= DATASET =
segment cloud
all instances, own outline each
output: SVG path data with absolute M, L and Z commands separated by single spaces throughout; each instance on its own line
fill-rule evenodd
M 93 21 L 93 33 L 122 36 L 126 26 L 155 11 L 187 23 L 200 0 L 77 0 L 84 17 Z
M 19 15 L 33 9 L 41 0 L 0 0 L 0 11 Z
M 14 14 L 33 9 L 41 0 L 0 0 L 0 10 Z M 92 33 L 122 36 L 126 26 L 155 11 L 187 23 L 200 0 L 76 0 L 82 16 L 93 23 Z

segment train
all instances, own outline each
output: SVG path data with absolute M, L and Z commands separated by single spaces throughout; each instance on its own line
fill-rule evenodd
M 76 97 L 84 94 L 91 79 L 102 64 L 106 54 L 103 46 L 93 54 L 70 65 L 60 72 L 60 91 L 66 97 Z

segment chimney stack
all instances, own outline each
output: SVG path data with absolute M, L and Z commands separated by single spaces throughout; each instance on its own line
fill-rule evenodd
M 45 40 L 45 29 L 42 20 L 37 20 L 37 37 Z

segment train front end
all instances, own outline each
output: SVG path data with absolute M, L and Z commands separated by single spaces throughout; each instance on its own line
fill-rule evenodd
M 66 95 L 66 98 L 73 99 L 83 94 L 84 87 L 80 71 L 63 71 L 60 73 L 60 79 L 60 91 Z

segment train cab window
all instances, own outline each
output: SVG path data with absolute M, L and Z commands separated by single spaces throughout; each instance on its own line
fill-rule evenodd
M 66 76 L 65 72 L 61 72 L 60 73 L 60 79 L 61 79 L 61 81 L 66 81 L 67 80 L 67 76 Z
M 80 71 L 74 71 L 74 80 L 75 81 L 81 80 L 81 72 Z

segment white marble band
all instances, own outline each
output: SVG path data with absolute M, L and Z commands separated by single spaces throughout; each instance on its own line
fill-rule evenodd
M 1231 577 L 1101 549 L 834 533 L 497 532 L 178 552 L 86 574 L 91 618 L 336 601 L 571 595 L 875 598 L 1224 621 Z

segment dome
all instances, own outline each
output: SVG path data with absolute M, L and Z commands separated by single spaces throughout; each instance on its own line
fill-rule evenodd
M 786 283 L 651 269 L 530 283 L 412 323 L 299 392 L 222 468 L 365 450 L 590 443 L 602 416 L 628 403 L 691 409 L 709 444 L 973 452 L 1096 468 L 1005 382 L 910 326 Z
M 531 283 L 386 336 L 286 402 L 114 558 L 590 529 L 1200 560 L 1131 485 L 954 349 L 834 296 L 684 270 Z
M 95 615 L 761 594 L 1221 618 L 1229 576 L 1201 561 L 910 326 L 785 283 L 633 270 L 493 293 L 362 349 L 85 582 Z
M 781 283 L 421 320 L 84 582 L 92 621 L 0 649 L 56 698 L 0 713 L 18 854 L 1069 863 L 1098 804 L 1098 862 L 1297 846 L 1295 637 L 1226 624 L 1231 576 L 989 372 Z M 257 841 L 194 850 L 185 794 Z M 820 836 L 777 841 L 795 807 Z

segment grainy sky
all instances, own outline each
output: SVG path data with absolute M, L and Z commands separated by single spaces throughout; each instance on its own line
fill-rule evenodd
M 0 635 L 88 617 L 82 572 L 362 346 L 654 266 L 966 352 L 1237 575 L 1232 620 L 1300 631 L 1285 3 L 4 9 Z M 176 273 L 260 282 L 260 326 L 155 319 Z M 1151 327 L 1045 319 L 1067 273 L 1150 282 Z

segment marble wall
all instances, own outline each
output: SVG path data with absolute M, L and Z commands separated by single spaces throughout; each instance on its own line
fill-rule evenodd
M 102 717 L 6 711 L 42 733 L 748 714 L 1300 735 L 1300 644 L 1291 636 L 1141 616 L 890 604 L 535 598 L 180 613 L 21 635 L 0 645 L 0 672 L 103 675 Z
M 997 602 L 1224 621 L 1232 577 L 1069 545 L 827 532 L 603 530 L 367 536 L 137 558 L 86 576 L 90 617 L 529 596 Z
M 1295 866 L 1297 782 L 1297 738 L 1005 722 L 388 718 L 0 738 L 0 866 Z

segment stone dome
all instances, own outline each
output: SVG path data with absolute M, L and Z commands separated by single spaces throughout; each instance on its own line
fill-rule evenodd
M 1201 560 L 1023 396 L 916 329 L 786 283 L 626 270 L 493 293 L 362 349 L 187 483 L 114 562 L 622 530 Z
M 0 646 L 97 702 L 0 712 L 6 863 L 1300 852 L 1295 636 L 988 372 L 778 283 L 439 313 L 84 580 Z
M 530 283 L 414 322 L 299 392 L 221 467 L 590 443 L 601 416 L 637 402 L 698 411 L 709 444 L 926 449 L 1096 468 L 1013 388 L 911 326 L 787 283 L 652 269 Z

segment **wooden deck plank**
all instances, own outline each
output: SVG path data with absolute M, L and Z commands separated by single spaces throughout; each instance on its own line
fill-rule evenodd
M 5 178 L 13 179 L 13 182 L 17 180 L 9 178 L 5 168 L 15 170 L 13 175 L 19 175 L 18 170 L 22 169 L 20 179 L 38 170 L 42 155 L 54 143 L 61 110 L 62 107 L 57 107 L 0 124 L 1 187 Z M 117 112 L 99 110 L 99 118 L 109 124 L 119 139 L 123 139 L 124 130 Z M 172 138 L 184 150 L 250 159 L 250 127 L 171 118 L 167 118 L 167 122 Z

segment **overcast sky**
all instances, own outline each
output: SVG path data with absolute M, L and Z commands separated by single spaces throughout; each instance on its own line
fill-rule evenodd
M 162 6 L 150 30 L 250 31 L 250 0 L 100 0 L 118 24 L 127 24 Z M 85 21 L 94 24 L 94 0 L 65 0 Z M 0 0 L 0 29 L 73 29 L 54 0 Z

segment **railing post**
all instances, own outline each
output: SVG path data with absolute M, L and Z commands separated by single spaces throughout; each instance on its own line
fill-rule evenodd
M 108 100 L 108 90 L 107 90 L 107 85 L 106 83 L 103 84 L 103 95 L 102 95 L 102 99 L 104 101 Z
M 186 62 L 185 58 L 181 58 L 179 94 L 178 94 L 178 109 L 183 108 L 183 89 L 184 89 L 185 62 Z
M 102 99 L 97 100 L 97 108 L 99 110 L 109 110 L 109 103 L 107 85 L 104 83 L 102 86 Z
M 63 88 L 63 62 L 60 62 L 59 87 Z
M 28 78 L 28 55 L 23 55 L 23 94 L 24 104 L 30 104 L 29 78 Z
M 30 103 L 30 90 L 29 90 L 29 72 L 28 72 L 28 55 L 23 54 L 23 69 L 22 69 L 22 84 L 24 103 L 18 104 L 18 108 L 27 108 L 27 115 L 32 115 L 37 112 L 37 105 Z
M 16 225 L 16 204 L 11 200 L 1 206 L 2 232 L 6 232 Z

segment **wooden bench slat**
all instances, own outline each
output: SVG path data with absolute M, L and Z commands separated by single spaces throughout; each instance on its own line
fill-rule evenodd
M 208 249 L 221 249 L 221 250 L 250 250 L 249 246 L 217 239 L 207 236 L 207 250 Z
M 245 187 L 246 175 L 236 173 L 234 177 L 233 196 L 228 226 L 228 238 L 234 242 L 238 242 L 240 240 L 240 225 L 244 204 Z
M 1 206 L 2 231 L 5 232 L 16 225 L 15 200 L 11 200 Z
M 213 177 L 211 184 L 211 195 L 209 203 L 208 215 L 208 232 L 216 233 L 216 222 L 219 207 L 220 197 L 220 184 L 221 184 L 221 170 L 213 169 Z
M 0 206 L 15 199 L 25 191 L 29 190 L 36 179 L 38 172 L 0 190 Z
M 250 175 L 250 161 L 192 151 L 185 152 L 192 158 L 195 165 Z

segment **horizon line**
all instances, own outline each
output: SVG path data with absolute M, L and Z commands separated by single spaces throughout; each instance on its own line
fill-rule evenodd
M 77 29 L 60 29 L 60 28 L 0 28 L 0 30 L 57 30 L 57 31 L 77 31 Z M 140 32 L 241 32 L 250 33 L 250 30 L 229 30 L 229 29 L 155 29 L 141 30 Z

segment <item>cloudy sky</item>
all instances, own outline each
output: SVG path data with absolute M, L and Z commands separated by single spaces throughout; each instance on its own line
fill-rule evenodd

= ACTIVITY =
Once the line containing "segment **wooden bench slat**" is found, please retype it and every remaining line of the listing above, exactly, with nothing else.

= RESPONSE BELOW =
segment **wooden bench slat**
all instances, own outline each
output: SVG path data with absolute M, L and Z commands separated by single spaces throughout; each instance on its own line
fill-rule evenodd
M 208 249 L 221 249 L 221 250 L 250 250 L 249 246 L 217 239 L 207 236 L 207 250 Z
M 245 187 L 246 175 L 236 173 L 234 177 L 233 196 L 228 226 L 228 238 L 234 242 L 238 242 L 240 240 L 240 225 L 244 204 Z
M 1 206 L 2 231 L 5 232 L 16 225 L 15 200 L 11 200 Z
M 213 177 L 211 184 L 211 195 L 209 203 L 208 215 L 208 232 L 216 233 L 216 222 L 219 207 L 220 197 L 220 184 L 221 184 L 221 170 L 213 169 Z
M 0 206 L 15 199 L 25 191 L 29 190 L 36 179 L 38 172 L 0 190 Z
M 250 175 L 250 161 L 192 151 L 185 152 L 192 158 L 195 165 Z

segment **horizon line**
all instances, own outline each
output: SVG path data with absolute M, L and Z commands separated by single spaces throughout; each instance on its own line
fill-rule evenodd
M 77 29 L 60 29 L 60 28 L 0 28 L 0 30 L 57 30 L 57 31 L 77 31 Z M 140 32 L 241 32 L 250 33 L 250 30 L 229 30 L 229 29 L 155 29 L 141 30 Z

segment <item>cloudy sky</item>
all instances, own outline each
output: SVG path data with absolute M, L and Z commands separated by single spaces throughout; each instance on its own line
fill-rule evenodd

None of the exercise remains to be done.